• **TEXTE PROPOSÉ**:
Synopsis : McTeague est un ancien chercheur d'or reconverti en dentiste dans une petite bourgade. Par l'intermédiaire de son ami Marcus, il fera la connaissance de Trina, une sympathique jeune femme qu'il épousera très rapidement. Heureux mariage, suivi d'une chance incroyable: son épouse gagne la rondelette somme de 5000 dollars à une loterie. Pourtant, à partir de cet instant, la vie des trois compères deviendra un véritable enfer de jalousie et de cupidité.


Deuxième film de Von Stroheim que j'ai l'occasion de voir et des similarités évidentes font surface : les femmes, l'argent, l'alcool ou encore l'infirmité. Des sujets pas trop en vogue durant le courant des années 20 où pourtant le réalisateur n'hésite pas à être très explicite. Quand le point de départ de Greed est un viol... On a vite compris. Problématique, polémique, exigeant mais aussi (faut-il le reconnaitre) visionnaire, le cinéma de Von Stroheim est clivant.


Ce porte-étendard du film dit naturaliste a pourtant subi pas mal de péripéties avant sa sortie en salle. Des exigences à outrance venant de son réalisateur qui ont aboutis à 42 bobines et dont seulement 10 ont été porté sur grand écran, après une césure violent de la maison de production MGM. Von Stroheim désavouera cette version même si elle seule réussit à s'ancrer définitivement dans l'Histoire du cinéma.

• **CONSIGNE A**:
Pour chacune des affirmations suivantes, dites si elle concorde avec le texte sur Greed en répondant par oui ou non, puis citez mot pour mot les termes du texte qui tranchent. (i) L'épouse de McTeague gagne 5000 dollars à une loterie. (ii) Les 42 bobines ont toutes été portées sur grand écran. (iii) Von Stroheim a approuvé la version sortie en salle.
• **CONSIGNE B**:
Résumez le texte sur Greed en deux phrases.
• **CONSIGNE C**:
Poursuivez le texte sur Greed à partir de sa dernière phrase.
Les entrées forment un matériau à part, sans lien avec le texte sur Greed.

• **JEU DE DONNÉES**:
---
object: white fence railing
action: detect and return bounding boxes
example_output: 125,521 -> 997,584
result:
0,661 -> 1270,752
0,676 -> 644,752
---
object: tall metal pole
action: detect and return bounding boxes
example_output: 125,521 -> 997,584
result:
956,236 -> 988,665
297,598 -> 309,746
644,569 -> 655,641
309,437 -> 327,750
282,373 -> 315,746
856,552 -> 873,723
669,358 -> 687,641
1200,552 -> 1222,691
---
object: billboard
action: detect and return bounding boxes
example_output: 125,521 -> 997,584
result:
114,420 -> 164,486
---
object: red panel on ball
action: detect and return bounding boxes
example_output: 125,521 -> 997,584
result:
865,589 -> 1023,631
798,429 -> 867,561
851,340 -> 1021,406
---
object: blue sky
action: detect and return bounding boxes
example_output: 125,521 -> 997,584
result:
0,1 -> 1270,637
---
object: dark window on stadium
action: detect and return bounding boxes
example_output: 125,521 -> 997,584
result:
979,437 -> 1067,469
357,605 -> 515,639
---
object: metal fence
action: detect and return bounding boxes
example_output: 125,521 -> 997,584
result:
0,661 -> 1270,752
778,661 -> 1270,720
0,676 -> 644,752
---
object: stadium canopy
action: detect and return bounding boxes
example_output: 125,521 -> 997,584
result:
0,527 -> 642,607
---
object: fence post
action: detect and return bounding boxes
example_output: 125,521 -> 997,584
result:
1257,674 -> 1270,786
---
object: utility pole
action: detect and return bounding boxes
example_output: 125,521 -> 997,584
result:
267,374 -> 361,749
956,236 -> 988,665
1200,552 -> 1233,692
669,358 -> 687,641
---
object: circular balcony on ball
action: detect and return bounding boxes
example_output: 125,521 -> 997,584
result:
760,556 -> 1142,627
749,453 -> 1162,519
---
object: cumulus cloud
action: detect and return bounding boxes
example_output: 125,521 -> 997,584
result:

• **CORRIGÉ A**:
(i) Oui : « son épouse gagne la rondelette somme de 5000 dollars à une loterie ».
(ii) Non : « dont seulement 10 ont été porté sur grand écran ».
(iii) Non : « Von Stroheim désavouera cette version ».

• **CORRIGÉ B**:
Dans Greed, film de Von Stroheim, McTeague, un ancien chercheur d'or devenu dentiste, épouse Trina, que lui a présentée son ami Marcus, puis les 5000 dollars gagnés par Trina à une loterie plongent les trois personnages dans la jalousie et la cupidité. Le film traite sans détour des femmes, de l'argent et de l'alcool, et sa version en 10 bobines sur 42, due à une coupe de la MGM et désavouée par le réalisateur, est pourtant restée dans l'Histoire du cinéma.

• **CORRIGÉ C**:
Concernant le scénario lui-même, la vision reste d'époque : les femmes sont mises de côté et, bien que Trina reste un élément majeur dans l'œuvre, elle est représentée dans son aspect le plus minime qu'il soit. Pour preuve, elle est échangée par Marcus sans consultation... Youpie. Peut-être était-ce un moyen extrêmement maladroit pour souligner la volonté et l'amour de McTeague en début de métrage avant que leur couple sombre par manque d'acte sexuel ? Quoiqu'il en soit, le visionnage en 2023 fait soulever de gros problèmes sociétaux. Et ça correspond avec le thème principal du film ; parce que Les Rapaces n'annonce rien de folichon, et est à contre-courant de la mouvance du cinéma muet.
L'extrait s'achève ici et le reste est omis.